START EXTRACTED ENTRIES
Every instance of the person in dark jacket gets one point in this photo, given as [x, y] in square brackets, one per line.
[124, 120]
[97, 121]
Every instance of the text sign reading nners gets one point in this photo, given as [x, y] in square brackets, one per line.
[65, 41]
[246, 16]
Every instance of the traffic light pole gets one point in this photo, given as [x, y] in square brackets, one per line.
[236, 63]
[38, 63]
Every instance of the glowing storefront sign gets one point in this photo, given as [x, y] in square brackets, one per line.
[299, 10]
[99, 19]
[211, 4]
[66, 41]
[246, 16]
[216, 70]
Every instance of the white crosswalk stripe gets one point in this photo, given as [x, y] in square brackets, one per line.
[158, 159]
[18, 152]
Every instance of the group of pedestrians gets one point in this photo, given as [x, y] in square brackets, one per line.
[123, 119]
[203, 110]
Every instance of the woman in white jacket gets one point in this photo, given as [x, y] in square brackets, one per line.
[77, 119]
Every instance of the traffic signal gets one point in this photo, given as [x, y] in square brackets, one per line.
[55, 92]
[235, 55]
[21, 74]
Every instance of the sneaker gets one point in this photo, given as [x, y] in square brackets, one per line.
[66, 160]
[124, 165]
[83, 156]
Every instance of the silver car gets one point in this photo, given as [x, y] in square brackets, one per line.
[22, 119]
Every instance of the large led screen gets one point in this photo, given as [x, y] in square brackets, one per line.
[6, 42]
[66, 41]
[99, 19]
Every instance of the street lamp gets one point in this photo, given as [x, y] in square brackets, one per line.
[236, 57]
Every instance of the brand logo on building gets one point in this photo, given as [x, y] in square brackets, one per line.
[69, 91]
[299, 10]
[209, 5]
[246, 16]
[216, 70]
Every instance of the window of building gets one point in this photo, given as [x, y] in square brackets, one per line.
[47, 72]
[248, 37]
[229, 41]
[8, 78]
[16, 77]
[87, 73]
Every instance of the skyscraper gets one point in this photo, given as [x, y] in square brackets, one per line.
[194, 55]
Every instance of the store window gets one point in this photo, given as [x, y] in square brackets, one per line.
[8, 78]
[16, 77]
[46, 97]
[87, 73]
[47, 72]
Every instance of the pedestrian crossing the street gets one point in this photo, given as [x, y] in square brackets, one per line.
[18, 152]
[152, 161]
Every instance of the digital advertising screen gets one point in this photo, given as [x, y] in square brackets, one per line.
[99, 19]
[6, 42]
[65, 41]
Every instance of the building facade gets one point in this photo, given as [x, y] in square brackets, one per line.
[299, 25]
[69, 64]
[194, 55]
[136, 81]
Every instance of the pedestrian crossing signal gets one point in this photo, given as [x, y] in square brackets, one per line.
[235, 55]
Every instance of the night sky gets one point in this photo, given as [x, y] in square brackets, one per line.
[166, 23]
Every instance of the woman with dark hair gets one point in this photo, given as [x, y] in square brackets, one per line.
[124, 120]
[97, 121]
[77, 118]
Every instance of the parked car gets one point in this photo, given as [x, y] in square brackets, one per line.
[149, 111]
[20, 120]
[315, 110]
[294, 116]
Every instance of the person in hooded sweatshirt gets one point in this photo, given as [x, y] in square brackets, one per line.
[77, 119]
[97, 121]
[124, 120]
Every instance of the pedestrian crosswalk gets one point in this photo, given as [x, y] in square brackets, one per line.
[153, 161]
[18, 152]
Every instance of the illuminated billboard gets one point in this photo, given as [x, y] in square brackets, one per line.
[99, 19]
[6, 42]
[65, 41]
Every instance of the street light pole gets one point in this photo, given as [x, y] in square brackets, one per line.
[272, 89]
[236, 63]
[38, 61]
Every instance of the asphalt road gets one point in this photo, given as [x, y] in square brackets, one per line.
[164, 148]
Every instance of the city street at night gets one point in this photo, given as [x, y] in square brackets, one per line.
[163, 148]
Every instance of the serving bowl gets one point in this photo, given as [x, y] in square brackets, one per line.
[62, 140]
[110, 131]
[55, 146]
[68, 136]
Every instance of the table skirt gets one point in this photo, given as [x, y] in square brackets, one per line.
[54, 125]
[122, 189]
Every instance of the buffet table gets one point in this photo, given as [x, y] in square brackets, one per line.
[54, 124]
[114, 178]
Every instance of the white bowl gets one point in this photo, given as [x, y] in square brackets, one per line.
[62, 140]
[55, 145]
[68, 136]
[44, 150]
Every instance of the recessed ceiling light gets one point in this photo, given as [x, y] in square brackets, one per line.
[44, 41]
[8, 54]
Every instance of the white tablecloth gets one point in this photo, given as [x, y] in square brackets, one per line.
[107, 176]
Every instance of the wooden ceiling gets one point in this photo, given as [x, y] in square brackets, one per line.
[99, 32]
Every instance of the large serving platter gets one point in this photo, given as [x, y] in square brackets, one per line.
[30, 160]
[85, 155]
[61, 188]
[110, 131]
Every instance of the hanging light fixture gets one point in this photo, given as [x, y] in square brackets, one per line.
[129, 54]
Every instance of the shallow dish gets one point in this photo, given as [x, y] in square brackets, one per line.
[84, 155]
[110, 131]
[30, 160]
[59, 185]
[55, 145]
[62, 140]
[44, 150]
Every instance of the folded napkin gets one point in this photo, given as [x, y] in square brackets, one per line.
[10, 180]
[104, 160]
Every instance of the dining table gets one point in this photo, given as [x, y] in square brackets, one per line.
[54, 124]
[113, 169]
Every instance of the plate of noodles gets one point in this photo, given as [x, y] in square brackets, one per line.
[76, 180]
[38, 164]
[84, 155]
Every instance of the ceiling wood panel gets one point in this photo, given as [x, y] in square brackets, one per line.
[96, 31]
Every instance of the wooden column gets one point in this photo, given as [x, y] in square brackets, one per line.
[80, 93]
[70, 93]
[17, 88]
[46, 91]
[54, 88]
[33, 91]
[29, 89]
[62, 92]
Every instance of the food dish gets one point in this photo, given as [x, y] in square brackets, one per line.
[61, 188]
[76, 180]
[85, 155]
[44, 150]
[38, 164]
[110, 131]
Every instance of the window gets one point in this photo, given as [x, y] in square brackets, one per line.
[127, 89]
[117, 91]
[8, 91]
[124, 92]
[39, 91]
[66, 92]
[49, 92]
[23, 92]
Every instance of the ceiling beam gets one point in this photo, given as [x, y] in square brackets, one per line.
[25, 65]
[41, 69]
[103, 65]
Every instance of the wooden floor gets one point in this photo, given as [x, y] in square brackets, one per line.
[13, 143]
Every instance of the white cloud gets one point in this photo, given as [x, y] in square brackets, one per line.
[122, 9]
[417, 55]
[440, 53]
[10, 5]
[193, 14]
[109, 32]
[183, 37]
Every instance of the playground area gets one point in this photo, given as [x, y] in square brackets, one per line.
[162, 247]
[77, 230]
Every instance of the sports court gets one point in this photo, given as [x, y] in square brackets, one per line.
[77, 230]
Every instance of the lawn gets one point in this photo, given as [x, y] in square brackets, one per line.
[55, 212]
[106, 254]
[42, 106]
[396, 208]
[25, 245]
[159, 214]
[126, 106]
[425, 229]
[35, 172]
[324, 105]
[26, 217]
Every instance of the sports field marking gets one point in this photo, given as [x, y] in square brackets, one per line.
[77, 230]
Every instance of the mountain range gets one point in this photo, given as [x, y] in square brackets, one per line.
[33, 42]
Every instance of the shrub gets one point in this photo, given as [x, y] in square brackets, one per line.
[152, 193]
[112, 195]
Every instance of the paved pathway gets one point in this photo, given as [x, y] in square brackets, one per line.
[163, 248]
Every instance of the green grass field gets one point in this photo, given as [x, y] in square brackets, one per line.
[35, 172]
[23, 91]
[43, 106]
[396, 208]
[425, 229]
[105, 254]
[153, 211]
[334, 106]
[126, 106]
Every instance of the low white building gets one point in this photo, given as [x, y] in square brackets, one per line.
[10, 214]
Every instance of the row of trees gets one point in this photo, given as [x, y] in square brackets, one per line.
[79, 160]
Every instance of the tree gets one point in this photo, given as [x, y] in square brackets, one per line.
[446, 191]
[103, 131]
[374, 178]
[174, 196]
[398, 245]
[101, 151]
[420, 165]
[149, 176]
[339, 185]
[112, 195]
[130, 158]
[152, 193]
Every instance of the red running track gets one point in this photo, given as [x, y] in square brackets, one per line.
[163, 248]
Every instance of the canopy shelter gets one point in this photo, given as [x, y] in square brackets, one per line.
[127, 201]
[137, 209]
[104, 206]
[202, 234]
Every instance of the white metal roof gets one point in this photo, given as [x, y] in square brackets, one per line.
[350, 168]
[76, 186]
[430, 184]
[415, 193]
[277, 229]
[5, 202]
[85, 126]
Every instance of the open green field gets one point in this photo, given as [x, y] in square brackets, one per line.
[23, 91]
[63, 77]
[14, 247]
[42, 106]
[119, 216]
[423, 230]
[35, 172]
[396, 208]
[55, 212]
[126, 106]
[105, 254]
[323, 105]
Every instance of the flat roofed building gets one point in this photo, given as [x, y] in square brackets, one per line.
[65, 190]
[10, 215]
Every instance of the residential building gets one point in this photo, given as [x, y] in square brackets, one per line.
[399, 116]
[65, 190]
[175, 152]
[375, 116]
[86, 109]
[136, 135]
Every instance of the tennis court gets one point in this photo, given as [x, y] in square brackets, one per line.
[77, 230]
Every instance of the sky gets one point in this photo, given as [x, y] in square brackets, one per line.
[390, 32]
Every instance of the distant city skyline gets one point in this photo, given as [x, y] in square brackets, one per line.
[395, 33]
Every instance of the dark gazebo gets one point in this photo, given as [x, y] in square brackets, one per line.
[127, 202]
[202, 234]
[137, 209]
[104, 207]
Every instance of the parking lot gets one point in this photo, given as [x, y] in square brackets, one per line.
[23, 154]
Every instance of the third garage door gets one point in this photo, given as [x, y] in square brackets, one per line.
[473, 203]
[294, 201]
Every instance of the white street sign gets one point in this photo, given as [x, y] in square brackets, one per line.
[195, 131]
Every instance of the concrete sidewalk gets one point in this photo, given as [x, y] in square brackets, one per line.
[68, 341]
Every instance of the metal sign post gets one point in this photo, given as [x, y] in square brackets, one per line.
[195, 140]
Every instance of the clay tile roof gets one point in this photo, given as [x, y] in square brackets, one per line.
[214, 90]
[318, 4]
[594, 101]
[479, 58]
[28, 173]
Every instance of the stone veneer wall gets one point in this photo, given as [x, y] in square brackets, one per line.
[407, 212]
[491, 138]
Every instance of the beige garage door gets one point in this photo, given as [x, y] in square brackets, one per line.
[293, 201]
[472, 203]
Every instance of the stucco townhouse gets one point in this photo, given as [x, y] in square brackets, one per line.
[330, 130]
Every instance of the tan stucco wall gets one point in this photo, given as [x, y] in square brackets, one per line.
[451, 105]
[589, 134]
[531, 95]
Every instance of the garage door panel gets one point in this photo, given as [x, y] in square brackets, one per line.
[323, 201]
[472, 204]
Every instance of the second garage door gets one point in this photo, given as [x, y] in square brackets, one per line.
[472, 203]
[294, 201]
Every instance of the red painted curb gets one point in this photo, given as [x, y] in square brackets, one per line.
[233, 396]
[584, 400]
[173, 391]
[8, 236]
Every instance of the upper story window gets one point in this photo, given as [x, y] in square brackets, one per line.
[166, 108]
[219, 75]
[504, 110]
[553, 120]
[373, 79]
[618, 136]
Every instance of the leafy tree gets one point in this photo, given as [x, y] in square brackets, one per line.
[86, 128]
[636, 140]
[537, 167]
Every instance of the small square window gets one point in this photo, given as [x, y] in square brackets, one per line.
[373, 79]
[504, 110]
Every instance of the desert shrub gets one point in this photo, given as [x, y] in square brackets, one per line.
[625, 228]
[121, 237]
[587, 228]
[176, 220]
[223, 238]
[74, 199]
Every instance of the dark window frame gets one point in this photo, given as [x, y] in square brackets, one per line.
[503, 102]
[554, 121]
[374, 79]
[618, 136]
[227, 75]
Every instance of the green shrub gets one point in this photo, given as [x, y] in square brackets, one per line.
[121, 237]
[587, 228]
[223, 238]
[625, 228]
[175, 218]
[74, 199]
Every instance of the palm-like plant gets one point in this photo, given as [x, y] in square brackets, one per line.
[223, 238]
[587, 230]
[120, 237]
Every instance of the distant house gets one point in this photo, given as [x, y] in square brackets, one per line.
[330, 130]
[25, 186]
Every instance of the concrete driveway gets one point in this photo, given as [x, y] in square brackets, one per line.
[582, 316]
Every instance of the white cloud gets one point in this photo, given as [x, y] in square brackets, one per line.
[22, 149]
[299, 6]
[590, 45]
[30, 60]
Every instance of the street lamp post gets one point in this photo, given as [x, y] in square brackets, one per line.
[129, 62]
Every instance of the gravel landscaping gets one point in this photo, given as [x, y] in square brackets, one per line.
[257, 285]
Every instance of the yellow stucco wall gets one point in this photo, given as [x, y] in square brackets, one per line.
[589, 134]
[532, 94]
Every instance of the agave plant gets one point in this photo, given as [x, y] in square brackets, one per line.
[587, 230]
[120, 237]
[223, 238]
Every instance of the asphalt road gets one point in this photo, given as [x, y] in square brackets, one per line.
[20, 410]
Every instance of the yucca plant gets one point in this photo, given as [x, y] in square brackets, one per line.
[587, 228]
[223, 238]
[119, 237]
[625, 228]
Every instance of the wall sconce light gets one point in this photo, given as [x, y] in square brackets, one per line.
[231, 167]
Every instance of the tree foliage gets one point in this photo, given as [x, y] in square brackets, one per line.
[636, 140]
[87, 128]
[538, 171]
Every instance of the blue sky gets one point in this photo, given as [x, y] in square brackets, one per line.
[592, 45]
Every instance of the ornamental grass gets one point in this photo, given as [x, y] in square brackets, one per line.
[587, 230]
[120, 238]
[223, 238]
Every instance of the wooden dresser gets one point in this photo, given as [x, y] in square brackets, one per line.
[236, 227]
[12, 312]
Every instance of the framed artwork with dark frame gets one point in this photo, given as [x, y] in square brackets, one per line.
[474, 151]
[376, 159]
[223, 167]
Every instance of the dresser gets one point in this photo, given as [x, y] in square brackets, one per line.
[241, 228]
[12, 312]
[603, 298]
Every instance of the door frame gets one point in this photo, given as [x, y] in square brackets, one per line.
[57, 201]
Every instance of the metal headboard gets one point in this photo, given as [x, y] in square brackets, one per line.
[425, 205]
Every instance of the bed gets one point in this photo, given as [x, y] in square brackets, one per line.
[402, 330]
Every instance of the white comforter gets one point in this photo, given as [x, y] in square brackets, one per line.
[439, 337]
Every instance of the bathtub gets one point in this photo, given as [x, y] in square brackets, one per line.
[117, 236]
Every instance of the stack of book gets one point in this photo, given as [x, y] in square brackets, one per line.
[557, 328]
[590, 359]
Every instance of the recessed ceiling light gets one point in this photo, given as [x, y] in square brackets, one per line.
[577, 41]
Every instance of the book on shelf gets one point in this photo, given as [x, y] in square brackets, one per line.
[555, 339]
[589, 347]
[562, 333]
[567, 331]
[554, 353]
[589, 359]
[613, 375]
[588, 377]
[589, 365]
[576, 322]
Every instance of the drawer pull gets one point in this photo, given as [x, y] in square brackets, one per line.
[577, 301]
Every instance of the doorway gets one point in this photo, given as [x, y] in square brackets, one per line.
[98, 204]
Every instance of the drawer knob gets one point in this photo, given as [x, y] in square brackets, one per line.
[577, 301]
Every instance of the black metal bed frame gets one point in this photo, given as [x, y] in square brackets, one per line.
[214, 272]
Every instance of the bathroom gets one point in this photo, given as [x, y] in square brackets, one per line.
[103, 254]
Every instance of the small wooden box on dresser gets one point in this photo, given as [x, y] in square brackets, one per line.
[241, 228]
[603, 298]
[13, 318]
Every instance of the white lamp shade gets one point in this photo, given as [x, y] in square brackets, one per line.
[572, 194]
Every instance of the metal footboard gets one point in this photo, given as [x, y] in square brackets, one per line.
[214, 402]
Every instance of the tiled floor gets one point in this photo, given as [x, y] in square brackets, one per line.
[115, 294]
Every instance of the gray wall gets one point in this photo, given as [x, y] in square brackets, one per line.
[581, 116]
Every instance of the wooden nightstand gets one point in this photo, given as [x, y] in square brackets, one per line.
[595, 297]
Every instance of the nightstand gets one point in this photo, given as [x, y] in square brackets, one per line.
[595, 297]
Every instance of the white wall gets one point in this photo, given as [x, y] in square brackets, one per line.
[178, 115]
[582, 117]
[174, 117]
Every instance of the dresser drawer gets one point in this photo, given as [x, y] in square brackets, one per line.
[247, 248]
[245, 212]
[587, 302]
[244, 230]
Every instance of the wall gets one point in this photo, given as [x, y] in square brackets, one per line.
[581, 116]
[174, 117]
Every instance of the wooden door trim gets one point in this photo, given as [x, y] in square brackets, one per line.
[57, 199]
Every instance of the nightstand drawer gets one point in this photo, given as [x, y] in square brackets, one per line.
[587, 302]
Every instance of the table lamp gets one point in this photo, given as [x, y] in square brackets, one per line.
END EXTRACTED ENTRIES
DIRECTIONS FOR THIS TASK: Can you reproduce the records above unchanged, starting at the line that contains "Every instance of the wall gets" and stopping after the last line of the records, with both included?

ANSWER TO THIS EXERCISE:
Every instance of the wall gets one point in this photo, given as [x, y] in square brackets, one per line.
[581, 116]
[174, 117]
Every instance of the wooden door trim gets one point in this photo, given as [x, y] in square brackets, one per line.
[57, 199]
Every instance of the nightstand drawer gets one point in this photo, given as [x, y] in square brackets, one per line.
[587, 302]
Every instance of the table lamp gets one point in this photo, given as [x, y] in square brackets, one per line.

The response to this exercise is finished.